Problem
Give the data back exactly as it stands.

Information
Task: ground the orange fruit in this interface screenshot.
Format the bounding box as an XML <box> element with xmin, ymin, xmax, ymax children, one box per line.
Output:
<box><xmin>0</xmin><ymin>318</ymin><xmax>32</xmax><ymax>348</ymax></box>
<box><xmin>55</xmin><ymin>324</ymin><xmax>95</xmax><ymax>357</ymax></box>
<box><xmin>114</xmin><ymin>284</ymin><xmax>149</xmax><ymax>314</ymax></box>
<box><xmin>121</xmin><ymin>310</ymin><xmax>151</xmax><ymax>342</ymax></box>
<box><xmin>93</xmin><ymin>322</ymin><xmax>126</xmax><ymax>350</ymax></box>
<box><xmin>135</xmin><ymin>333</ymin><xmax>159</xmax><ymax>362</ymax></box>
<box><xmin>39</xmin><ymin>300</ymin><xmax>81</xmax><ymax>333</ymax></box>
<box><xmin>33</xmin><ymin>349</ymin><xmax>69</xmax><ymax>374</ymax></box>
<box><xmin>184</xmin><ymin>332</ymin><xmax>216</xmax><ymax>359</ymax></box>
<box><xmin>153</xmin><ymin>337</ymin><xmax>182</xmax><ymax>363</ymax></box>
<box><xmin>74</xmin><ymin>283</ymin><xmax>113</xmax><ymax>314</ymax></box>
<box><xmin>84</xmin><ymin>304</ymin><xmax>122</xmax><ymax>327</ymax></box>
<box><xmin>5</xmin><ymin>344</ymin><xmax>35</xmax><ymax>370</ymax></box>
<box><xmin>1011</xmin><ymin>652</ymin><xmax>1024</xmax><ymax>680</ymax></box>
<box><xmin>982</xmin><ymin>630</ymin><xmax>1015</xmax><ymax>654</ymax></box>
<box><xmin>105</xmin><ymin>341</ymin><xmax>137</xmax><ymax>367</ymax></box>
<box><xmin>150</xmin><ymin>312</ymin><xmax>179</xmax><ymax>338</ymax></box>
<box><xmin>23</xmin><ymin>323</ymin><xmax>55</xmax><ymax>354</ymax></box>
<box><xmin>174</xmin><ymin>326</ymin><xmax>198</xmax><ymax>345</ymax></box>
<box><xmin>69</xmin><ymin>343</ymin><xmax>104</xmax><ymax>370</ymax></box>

Your response
Task: ground the orange fruit in this interface screenshot.
Format the bounding box as an XML <box> element with xmin, ymin, xmax, ymax children, one box per line.
Output:
<box><xmin>0</xmin><ymin>318</ymin><xmax>32</xmax><ymax>348</ymax></box>
<box><xmin>55</xmin><ymin>324</ymin><xmax>95</xmax><ymax>357</ymax></box>
<box><xmin>114</xmin><ymin>284</ymin><xmax>149</xmax><ymax>314</ymax></box>
<box><xmin>121</xmin><ymin>310</ymin><xmax>151</xmax><ymax>342</ymax></box>
<box><xmin>93</xmin><ymin>322</ymin><xmax>126</xmax><ymax>350</ymax></box>
<box><xmin>135</xmin><ymin>333</ymin><xmax>159</xmax><ymax>362</ymax></box>
<box><xmin>39</xmin><ymin>300</ymin><xmax>81</xmax><ymax>333</ymax></box>
<box><xmin>33</xmin><ymin>349</ymin><xmax>69</xmax><ymax>374</ymax></box>
<box><xmin>184</xmin><ymin>332</ymin><xmax>216</xmax><ymax>359</ymax></box>
<box><xmin>153</xmin><ymin>337</ymin><xmax>182</xmax><ymax>363</ymax></box>
<box><xmin>74</xmin><ymin>283</ymin><xmax>113</xmax><ymax>314</ymax></box>
<box><xmin>84</xmin><ymin>304</ymin><xmax>122</xmax><ymax>327</ymax></box>
<box><xmin>5</xmin><ymin>344</ymin><xmax>35</xmax><ymax>370</ymax></box>
<box><xmin>1011</xmin><ymin>652</ymin><xmax>1024</xmax><ymax>680</ymax></box>
<box><xmin>982</xmin><ymin>630</ymin><xmax>1015</xmax><ymax>654</ymax></box>
<box><xmin>105</xmin><ymin>341</ymin><xmax>137</xmax><ymax>367</ymax></box>
<box><xmin>150</xmin><ymin>312</ymin><xmax>179</xmax><ymax>338</ymax></box>
<box><xmin>23</xmin><ymin>323</ymin><xmax>55</xmax><ymax>354</ymax></box>
<box><xmin>174</xmin><ymin>326</ymin><xmax>198</xmax><ymax>345</ymax></box>
<box><xmin>69</xmin><ymin>343</ymin><xmax>104</xmax><ymax>370</ymax></box>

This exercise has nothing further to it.